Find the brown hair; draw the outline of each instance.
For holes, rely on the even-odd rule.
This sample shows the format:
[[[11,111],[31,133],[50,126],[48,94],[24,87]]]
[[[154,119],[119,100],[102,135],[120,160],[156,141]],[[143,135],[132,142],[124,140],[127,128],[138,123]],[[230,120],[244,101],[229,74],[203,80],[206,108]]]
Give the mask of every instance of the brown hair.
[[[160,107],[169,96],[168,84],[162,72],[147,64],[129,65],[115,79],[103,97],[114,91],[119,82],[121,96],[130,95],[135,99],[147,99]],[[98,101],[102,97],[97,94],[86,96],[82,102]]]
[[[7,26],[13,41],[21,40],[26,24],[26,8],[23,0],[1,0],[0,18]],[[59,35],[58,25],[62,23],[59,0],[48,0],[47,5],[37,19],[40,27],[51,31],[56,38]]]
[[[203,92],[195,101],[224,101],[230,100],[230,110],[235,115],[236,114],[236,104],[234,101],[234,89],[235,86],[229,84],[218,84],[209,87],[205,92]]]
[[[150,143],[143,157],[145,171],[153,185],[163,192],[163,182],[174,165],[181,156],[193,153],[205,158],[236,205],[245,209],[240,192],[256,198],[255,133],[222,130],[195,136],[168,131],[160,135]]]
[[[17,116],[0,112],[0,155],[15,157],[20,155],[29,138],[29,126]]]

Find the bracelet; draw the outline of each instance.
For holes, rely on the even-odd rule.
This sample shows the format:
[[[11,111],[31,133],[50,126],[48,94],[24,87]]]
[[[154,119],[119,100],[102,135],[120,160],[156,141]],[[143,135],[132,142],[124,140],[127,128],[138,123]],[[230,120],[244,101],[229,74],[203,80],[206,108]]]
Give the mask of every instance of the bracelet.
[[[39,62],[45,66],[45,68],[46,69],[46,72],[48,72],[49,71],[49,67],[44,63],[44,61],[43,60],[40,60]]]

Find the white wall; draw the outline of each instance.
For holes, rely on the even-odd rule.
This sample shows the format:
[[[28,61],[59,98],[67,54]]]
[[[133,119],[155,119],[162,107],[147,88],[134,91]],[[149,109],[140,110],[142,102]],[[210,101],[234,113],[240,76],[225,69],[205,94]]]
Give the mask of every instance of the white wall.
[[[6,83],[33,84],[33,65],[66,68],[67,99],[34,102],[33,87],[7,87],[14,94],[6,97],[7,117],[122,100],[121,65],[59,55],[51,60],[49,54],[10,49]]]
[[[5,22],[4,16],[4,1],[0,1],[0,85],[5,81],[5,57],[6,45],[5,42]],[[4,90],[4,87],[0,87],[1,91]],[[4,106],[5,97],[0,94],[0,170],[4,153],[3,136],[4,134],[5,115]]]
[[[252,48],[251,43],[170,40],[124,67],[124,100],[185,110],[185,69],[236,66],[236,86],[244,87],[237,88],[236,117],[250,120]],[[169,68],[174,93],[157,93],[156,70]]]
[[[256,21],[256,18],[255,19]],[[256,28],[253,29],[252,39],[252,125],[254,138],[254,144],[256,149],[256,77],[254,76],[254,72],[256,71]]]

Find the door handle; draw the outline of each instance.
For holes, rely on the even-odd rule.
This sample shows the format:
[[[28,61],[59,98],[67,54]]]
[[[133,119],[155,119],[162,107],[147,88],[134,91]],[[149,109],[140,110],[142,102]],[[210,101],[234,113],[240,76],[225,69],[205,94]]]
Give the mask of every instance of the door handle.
==============================
TASK INSTRUCTIONS: The entries above must be returned exactly.

WRITTEN ANSWER:
Find the brown hair; draw the outline of each instance.
For holes, rely on the even-odd rule.
This sample shows the format:
[[[11,111],[31,133],[50,126],[48,94],[24,87]]]
[[[154,119],[119,100],[102,135],[120,160],[156,141]],[[143,135],[132,142],[124,140],[127,128],[138,123]],[[230,120],[244,101],[229,74],[203,80],[206,108]]]
Give the mask of every instance of the brown hair.
[[[160,107],[169,96],[168,84],[162,72],[147,64],[129,65],[115,79],[103,97],[114,91],[119,82],[121,96],[130,95],[135,99],[147,99]],[[98,101],[102,97],[97,94],[86,96],[82,102]]]
[[[7,26],[13,41],[21,40],[26,24],[26,8],[23,0],[1,0],[0,18]],[[59,35],[58,25],[62,23],[59,0],[48,0],[47,5],[37,19],[40,27],[51,31],[56,38]]]
[[[203,92],[195,101],[224,101],[230,100],[230,110],[235,115],[236,114],[236,104],[234,101],[234,89],[235,86],[229,84],[218,84],[209,87],[205,92]]]
[[[150,143],[143,157],[145,171],[153,185],[163,192],[163,182],[174,165],[181,156],[193,153],[205,158],[236,205],[245,209],[240,192],[256,198],[255,133],[222,130],[195,136],[168,131],[160,135]]]
[[[17,116],[0,112],[0,155],[15,157],[20,155],[29,138],[29,126]]]

Find the bracelet; draw the outline of each instance.
For holes, rely on the even-odd rule.
This sample shows the format:
[[[11,111],[31,133],[50,126],[48,94],[24,87]]]
[[[154,119],[119,100],[102,135],[120,160],[156,141]],[[143,135],[132,142],[124,140],[127,128],[138,123]],[[230,120],[244,101],[229,74],[203,80],[206,108]]]
Give the mask of every instance of the bracelet.
[[[39,62],[45,66],[45,68],[46,69],[46,72],[48,72],[49,71],[49,67],[44,63],[44,61],[43,60],[40,60]]]

Find the white wall; draw the outline of each instance.
For holes, rely on the even-odd rule.
This sample shows the format:
[[[28,61],[59,98],[67,54]]]
[[[133,119],[155,119],[162,107],[147,88],[134,91]],[[149,109],[140,110],[142,102]],[[210,101],[234,113],[240,76],[225,69],[205,94]]]
Give the mask of every instance of the white wall.
[[[6,83],[33,84],[33,65],[66,68],[67,99],[34,102],[33,87],[7,87],[14,94],[6,97],[7,117],[122,100],[121,65],[59,55],[51,60],[49,54],[10,49]]]
[[[5,22],[4,16],[4,1],[0,1],[0,85],[5,81],[5,57],[6,45],[5,42]],[[4,90],[4,87],[0,87],[1,91]],[[4,106],[5,97],[0,94],[0,170],[4,153],[3,136],[4,134],[5,115]]]
[[[252,48],[251,43],[170,40],[124,67],[124,100],[185,110],[185,69],[236,66],[236,86],[244,87],[237,88],[236,117],[250,120]],[[169,68],[174,93],[157,93],[156,70]]]
[[[256,21],[256,18],[255,19]],[[256,28],[253,29],[252,39],[252,125],[254,138],[254,144],[256,149],[256,77],[254,76],[254,72],[256,71]]]

Find the door handle; draw the outline of each instance.
For holes, rely on the even-odd rule.
This sample shows the format:
[[[28,61],[59,98],[67,54]]]
[[[133,119],[155,119],[162,107],[147,88],[134,91]],[[149,109],[140,110],[142,102]],[[210,101],[234,113],[240,76],[225,69],[205,94]]]
Give the mask of every instance of the door handle.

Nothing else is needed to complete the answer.